(Position annotation records)
····················

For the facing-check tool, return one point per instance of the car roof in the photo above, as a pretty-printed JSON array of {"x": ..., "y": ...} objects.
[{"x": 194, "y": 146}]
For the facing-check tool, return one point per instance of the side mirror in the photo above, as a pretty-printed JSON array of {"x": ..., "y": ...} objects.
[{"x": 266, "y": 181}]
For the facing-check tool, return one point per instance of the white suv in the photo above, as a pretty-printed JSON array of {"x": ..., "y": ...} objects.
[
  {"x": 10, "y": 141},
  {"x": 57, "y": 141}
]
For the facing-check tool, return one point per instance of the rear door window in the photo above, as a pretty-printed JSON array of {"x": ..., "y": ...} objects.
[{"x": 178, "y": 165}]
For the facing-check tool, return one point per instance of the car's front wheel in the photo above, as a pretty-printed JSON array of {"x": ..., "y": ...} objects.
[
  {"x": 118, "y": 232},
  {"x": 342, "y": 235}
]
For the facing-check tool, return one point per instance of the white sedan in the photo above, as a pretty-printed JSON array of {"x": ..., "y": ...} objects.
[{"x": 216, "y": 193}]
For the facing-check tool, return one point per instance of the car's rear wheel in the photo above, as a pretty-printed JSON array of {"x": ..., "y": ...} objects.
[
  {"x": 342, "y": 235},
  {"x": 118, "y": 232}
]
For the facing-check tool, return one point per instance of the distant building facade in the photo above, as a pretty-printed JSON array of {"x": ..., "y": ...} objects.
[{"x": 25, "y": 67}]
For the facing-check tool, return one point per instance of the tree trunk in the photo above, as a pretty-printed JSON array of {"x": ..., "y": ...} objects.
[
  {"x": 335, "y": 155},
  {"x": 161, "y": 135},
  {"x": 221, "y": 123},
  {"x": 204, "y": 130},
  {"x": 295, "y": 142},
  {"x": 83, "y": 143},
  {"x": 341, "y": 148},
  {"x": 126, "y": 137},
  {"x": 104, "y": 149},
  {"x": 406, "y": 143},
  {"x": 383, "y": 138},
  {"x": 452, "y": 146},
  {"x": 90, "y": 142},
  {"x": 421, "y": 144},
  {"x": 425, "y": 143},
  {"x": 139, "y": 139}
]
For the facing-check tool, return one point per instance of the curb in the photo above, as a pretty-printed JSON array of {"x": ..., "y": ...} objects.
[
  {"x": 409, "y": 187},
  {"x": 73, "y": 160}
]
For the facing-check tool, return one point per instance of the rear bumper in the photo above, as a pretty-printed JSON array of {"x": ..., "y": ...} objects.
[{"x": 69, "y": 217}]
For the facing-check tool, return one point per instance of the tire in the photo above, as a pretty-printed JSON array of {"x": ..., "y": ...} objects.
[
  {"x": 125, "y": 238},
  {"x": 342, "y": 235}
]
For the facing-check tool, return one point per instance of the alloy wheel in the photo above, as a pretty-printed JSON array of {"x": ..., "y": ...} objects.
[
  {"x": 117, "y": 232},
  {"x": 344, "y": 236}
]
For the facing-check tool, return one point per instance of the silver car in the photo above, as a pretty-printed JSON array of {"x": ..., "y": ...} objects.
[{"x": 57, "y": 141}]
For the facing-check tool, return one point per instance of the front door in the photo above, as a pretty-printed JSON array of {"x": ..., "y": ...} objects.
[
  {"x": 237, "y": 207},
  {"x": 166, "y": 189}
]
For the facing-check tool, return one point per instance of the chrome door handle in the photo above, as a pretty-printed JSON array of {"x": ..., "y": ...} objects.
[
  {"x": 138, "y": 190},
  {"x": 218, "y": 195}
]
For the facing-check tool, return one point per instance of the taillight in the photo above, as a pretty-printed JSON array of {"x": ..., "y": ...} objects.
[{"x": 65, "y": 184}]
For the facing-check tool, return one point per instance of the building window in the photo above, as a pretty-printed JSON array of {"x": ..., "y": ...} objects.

····················

Repeat the entries shown above, every one, word for word.

Task output:
For the facing-check tool, return one point per instance of the car roof in the photo above, as a pretty-printed JSON array of {"x": ..., "y": ...} objects.
[{"x": 194, "y": 146}]
For the facing-check tool, return one point per instance of the side mirror in the photo above, as a pretty-printed JSON array of {"x": ..., "y": ...} objects.
[{"x": 266, "y": 181}]
For the facing-check tool, return one point per instance of the white suv in the photo above, as a pretty-printed JSON array of {"x": ..., "y": ...} objects.
[
  {"x": 10, "y": 141},
  {"x": 57, "y": 141}
]
For the facing-check tool, return one point per instance of the rear door window in the photo above, as a pretty-printed JSON array of {"x": ..., "y": ...} objects.
[{"x": 178, "y": 165}]
For the facing-check tool, return one point per instance of the car's front wheel in the photo above, as a pretty-printed JSON array of {"x": ..., "y": ...} objects.
[
  {"x": 118, "y": 232},
  {"x": 342, "y": 235}
]
For the facing-check tool, return one point per instance of the white sedan in the photo above, as a pretty-printed JSON array of {"x": ..., "y": ...} objects.
[{"x": 216, "y": 193}]
For the facing-check tool, return one point per instance of the car's rear wheel in the photo above, as a pretty-printed JSON array of {"x": ..., "y": ...} objects.
[
  {"x": 342, "y": 235},
  {"x": 118, "y": 232}
]
For the facing-check tool, return one point per instance of the distant building facade in the photo above, as a pretty-printed JSON array of {"x": ..., "y": ...} objects.
[{"x": 25, "y": 67}]
For the facing-check tool, return one point per instance of the tree trunk in the photo above, as a pretty-printed JSON array of {"x": ..., "y": ...} objects.
[
  {"x": 335, "y": 155},
  {"x": 161, "y": 135},
  {"x": 221, "y": 123},
  {"x": 204, "y": 130},
  {"x": 295, "y": 142},
  {"x": 83, "y": 143},
  {"x": 341, "y": 148},
  {"x": 126, "y": 137},
  {"x": 104, "y": 149},
  {"x": 406, "y": 143},
  {"x": 383, "y": 138},
  {"x": 452, "y": 146},
  {"x": 90, "y": 142},
  {"x": 421, "y": 144},
  {"x": 425, "y": 143},
  {"x": 139, "y": 139}
]
For the facing-check tool, return one point per instance of the curb in the photo above, as a pretty-printed JSON array of {"x": ..., "y": ...} objects.
[
  {"x": 409, "y": 187},
  {"x": 73, "y": 160}
]
For the facing-check tool, return one point per instance of the rear bumper in the photo above, as a pretty-printed JSON array of {"x": ..., "y": ...} objects.
[{"x": 69, "y": 217}]
For the facing-check tool, return one point per instance of the tire in the photo above, as a pretty-printed JSON array of {"x": ..., "y": ...} objects.
[
  {"x": 125, "y": 238},
  {"x": 342, "y": 235}
]
For the facing-check tool, return one point per instance of the alloy wheel in the photo above, as a pretty-printed JSON array of {"x": ..., "y": ...} objects.
[
  {"x": 117, "y": 232},
  {"x": 344, "y": 236}
]
For the facing-check tool, return one point per instance of the silver car in the photo above, as a pretty-printed JSON array of {"x": ..., "y": ...} objects.
[{"x": 57, "y": 141}]
For the facing-check tool, return one point per instance of the front door in the photo above, as a pretty-printed JSON array of {"x": ..., "y": ...} objects.
[
  {"x": 237, "y": 207},
  {"x": 166, "y": 189}
]
For the facing-check tool, return one point per instance of the chrome door handle in the photo above, as a pretty-printed JSON array of {"x": ..., "y": ...} objects.
[
  {"x": 138, "y": 190},
  {"x": 218, "y": 195}
]
For the facing-check tool, return one point per instance of the taillight in the photo above, as a pretty-printed JSON array of {"x": ..., "y": ...} objects.
[{"x": 65, "y": 184}]
For the facing-check tool, return one point per instance of the building window in the photo above, as a pretty-printed JSON array of {"x": ..., "y": ...} objects.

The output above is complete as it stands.